» **Try it**
Each line below must be printed again exactly.
Top of Supplied material
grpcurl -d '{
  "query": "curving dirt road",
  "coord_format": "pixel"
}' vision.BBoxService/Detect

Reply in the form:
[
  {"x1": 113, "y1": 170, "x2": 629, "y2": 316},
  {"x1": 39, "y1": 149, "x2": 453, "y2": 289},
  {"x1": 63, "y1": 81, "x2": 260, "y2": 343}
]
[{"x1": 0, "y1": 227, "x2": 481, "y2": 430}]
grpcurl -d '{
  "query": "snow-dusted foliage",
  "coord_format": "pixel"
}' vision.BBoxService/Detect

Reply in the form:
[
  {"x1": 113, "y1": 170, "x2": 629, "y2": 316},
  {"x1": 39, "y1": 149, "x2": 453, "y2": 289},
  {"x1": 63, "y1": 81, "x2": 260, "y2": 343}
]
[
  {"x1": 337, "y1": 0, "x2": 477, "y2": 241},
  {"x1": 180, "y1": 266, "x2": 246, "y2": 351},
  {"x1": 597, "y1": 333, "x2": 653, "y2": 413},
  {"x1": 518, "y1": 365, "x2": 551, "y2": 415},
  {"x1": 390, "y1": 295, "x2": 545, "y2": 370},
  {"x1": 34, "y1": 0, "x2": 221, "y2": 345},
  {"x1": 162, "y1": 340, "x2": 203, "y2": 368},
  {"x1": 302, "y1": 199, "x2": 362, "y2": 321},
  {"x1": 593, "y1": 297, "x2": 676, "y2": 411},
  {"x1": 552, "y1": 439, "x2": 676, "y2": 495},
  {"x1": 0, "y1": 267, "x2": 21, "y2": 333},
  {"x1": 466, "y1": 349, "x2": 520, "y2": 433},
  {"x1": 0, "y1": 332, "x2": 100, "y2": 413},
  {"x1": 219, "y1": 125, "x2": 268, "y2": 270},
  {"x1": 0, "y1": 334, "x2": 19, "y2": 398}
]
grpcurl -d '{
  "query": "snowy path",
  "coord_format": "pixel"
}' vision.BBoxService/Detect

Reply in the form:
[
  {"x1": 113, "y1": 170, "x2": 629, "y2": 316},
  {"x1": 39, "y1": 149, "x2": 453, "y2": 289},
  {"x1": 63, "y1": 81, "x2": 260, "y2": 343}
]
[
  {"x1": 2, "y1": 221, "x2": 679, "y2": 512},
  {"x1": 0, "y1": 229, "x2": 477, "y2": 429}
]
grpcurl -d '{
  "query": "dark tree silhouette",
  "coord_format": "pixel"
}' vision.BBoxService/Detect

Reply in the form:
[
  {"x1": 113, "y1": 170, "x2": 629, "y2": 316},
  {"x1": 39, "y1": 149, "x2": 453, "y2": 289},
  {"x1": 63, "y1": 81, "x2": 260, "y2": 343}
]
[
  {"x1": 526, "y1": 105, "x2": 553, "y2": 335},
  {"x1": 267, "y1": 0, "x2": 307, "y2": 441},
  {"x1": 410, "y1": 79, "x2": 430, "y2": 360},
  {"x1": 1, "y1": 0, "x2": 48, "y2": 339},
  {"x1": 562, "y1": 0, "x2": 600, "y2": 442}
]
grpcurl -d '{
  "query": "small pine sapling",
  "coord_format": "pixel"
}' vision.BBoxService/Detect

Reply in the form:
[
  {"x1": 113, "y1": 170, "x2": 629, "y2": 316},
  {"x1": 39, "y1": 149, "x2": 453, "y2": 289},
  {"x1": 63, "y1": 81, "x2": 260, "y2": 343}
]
Bottom of Supplied material
» **Your solution**
grpcurl -d '{
  "query": "curving dirt road",
  "coord_format": "pixel"
}' vision.BBoxService/Detect

Reply in the form:
[
  {"x1": 113, "y1": 170, "x2": 629, "y2": 316},
  {"x1": 39, "y1": 149, "x2": 453, "y2": 289},
  {"x1": 63, "y1": 81, "x2": 260, "y2": 343}
]
[{"x1": 0, "y1": 227, "x2": 481, "y2": 430}]
grpcurl -d '{
  "query": "snow-dusted foliage",
  "coord_format": "pixel"
}' vision.BBoxService/Detect

Reply in the form:
[
  {"x1": 113, "y1": 170, "x2": 629, "y2": 316},
  {"x1": 39, "y1": 149, "x2": 453, "y2": 289},
  {"x1": 63, "y1": 81, "x2": 260, "y2": 343}
]
[
  {"x1": 337, "y1": 0, "x2": 477, "y2": 241},
  {"x1": 180, "y1": 266, "x2": 246, "y2": 351},
  {"x1": 597, "y1": 333, "x2": 653, "y2": 413},
  {"x1": 518, "y1": 365, "x2": 551, "y2": 415},
  {"x1": 390, "y1": 295, "x2": 545, "y2": 370},
  {"x1": 34, "y1": 0, "x2": 221, "y2": 345},
  {"x1": 162, "y1": 340, "x2": 203, "y2": 368},
  {"x1": 302, "y1": 199, "x2": 362, "y2": 321},
  {"x1": 593, "y1": 297, "x2": 676, "y2": 411},
  {"x1": 552, "y1": 439, "x2": 676, "y2": 495},
  {"x1": 0, "y1": 267, "x2": 21, "y2": 333},
  {"x1": 466, "y1": 349, "x2": 520, "y2": 433},
  {"x1": 0, "y1": 332, "x2": 100, "y2": 413},
  {"x1": 219, "y1": 125, "x2": 268, "y2": 270},
  {"x1": 0, "y1": 334, "x2": 19, "y2": 398}
]
grpcurl -d '{
  "query": "snowy path",
  "coord_format": "pixel"
}' vision.BBoxService/Detect

Reply in the form:
[
  {"x1": 113, "y1": 170, "x2": 629, "y2": 316},
  {"x1": 39, "y1": 149, "x2": 453, "y2": 289},
  {"x1": 63, "y1": 81, "x2": 260, "y2": 343}
]
[
  {"x1": 2, "y1": 221, "x2": 679, "y2": 512},
  {"x1": 0, "y1": 229, "x2": 477, "y2": 429}
]
grpcurl -d '{
  "query": "dark tree silhouette",
  "coord_format": "pixel"
}' vision.BBoxService/Detect

Reply in the form:
[
  {"x1": 113, "y1": 170, "x2": 629, "y2": 316},
  {"x1": 39, "y1": 149, "x2": 453, "y2": 289},
  {"x1": 63, "y1": 81, "x2": 260, "y2": 343}
]
[
  {"x1": 526, "y1": 105, "x2": 553, "y2": 335},
  {"x1": 267, "y1": 0, "x2": 307, "y2": 441},
  {"x1": 410, "y1": 79, "x2": 430, "y2": 360},
  {"x1": 1, "y1": 0, "x2": 48, "y2": 339},
  {"x1": 562, "y1": 0, "x2": 600, "y2": 442}
]
grpcurl -d '{
  "query": "small pine sapling",
  "coord_format": "pixel"
}' vision.BBoxService/Detect

Reply in the form:
[
  {"x1": 113, "y1": 170, "x2": 629, "y2": 316},
  {"x1": 39, "y1": 149, "x2": 453, "y2": 289},
  {"x1": 63, "y1": 81, "x2": 260, "y2": 343}
]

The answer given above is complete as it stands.